- _WHAT IS NEEDED_
Resume the Woops! episode list, writing on from the end of its last summary.

List of Woops! episodes
| No. | Title | Directed by | Written by | Original release date | Prod. code |
| 1 | "Pilot" | Terry Hughes | Gary Jacobs | September 27, 1992 | 001 |
Mark tells of how during a military parade, some kids were fooling around with their remote-control toy car, which caused a nuclear warhead to launch and all the world's powers to open fire. At that time, Mark had just gotten off work and was making a deposit at the bank when, in a flash of light, the nuclear holocaust happened. Now driving through a barren wasteland, Mark stumbles upon a fertile valley containing a farm that houses five other survivors. However, the six constantly bicker and do not get along as a community, until a gigantic, mutated spider threatens the farm. The survivors have to work as a team to be able to fend off the spider.
| 2 | "It's a Dirty Job" | Terry Hughes | Bill Bryan | October 4, 1992 | 002 |
The survivors decide that they should reproduce to increase the population, but Mark is suffering from impotence. Mark believes his impotence may be a sign the survivors need to know each other better before they can introduce children to their community.
| 3 | "Root of All Evil" | Terry Hughes | Mark Nutter | October 11, 1992 | 004 |
The group creates their own makeshift currency.
| 4 | "Days of Berries and Roses" | Terry Hughes | Gary Jacobs | October 18, 1992 | 005 |
The survivors find hallucinogenic berries.
| 5 | "The Rise and Fall of Alice McConnell" | Terry Hughes | Maria Brown | October 25, 1992 | 003 |
A crystal causes Alice's bustline to grow much larger. She seems to be enjoying her new status as the object of men's attention, as opposed to Suzanne, but Mark reminds her that by giving in to being considered a sex object, she may be ruining what she has worked for her whole life – for women to gain respect.
| 6 | "The Election" | Terry Hughes | Gary Jacobs | November 1, 1992 | 008 |
Curtis and Mark square off in a campaign for the leader of the farm.
| 7 | "Curtis Unglued" | Terry Hughes | Richard Day | November 8, 1992 | 006 |
Curtis becomes devastated after the loss of his necktie. When it is found again and he puts it on, he somehow believes he is in the year 1986, before the nuclear holocaust happened. Mark and Alice have to somehow restore Curtis' memory.

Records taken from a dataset

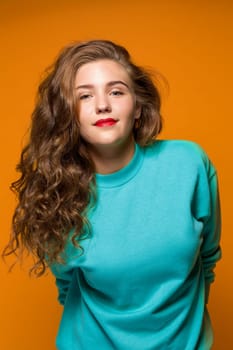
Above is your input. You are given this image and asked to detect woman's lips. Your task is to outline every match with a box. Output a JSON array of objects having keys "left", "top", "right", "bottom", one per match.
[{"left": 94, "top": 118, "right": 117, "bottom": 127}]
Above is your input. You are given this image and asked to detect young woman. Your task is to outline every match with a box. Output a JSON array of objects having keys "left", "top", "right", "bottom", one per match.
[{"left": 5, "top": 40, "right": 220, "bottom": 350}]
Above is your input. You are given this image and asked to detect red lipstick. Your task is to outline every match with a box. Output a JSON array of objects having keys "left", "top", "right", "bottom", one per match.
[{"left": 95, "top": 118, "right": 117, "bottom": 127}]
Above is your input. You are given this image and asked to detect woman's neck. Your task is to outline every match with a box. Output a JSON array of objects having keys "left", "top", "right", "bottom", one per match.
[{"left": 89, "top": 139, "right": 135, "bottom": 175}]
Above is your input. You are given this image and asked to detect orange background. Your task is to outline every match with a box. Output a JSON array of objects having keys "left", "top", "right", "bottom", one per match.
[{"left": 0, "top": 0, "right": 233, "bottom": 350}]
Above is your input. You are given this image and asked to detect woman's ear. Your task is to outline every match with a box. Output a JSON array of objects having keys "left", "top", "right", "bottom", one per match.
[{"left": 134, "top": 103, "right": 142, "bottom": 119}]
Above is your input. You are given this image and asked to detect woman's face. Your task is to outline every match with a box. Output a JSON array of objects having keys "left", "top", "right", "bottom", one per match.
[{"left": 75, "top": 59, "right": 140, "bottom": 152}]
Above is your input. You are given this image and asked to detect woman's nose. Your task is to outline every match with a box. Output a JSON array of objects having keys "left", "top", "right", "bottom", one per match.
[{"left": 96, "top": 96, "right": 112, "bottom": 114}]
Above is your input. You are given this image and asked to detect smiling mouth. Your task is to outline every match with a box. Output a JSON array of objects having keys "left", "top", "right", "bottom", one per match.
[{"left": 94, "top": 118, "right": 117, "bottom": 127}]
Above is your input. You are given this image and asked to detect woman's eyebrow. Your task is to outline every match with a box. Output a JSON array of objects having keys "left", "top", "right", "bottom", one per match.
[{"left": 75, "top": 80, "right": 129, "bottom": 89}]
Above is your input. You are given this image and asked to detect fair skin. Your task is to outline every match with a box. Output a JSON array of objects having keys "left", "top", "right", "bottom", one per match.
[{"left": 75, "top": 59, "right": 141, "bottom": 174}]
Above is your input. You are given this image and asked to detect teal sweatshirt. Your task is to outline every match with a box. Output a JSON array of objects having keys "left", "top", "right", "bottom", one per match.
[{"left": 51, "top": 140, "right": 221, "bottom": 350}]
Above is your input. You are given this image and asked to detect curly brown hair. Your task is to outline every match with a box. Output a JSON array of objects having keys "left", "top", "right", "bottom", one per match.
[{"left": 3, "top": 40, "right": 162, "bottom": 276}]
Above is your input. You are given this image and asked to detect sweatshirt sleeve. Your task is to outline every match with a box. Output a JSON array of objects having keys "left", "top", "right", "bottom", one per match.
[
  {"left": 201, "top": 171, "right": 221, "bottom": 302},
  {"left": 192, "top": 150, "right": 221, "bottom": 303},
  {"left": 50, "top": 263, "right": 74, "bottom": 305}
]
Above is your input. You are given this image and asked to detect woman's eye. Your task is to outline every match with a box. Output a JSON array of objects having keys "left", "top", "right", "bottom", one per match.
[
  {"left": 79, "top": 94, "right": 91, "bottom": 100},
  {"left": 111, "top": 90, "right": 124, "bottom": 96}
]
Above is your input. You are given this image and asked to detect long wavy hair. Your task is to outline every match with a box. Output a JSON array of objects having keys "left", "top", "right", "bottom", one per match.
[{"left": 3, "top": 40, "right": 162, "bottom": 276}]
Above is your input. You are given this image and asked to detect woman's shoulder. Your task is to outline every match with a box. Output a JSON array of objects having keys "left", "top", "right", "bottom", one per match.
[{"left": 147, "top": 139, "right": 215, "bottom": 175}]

- _ANSWER BOX_
| 8 | "Dumb Love" | Terry Hughes | Tim Maile & Douglas Tuber | November 15, 1992 | 010 |
The group finds out Suzanne is in love, and the men clamor amongst themselves to see who is the one for whom she has fallen. When they find out she is in love with Jack, he is glad, but she cannot stand the fact he loves to go exploring and push his shopping cart around to collect things he finds on his expeditions, when he ought to be paying attention to his girlfriend. The song "My Guy" is the theme played all throughout this episode. Meanwhile, mutated squash has grown, which comes in all colors and makes a sound akin to "mach" when squeezed.
| 9 | "The Thanksgiving Show" | Terry Hughes | Harold Kimmel & Ross Abrash | November 22, 1992 | 007 |
After a turkey is found on the farm, it grows into a gigantic turkey after eating radioactive grain. After it abducts Alice, Jack proposes a one-man rescue of her.
| 10 | "Say It Ain't So Santa" | Terry Hughes | Mark Nutter | December 6, 1992 | 012 |
Christmas is approaching, but it is not the same, as the nuclear holocaust has ruined much of the world's evergreen tree population. While cleaning out the chimney, the group finds Santa Claus (Stuart Pankin) has visited the group, but appears depressed. Santa later reveals to the group that he is suffering survivor's guilt, as his workshop at the North Pole had a fallout shelter, but the door slammed shut and Mrs. Claus and all the elves were unable to get inside.
| 11 | "The Nuclear Family" | Terry Hughes | Gary Murphy & Larry Strawther | Unaired | 009 |
The group finds a teenaged delinquent has been living near the farm, and his attitude has been only worsened by the nuclear holocaust.
| 12 | "The Littlest Pathologist" | Terry Hughes | Harold Kimmel & Ross Abrash | Unaired | 011 |
An electrical storm reverses Fredrick's aging process.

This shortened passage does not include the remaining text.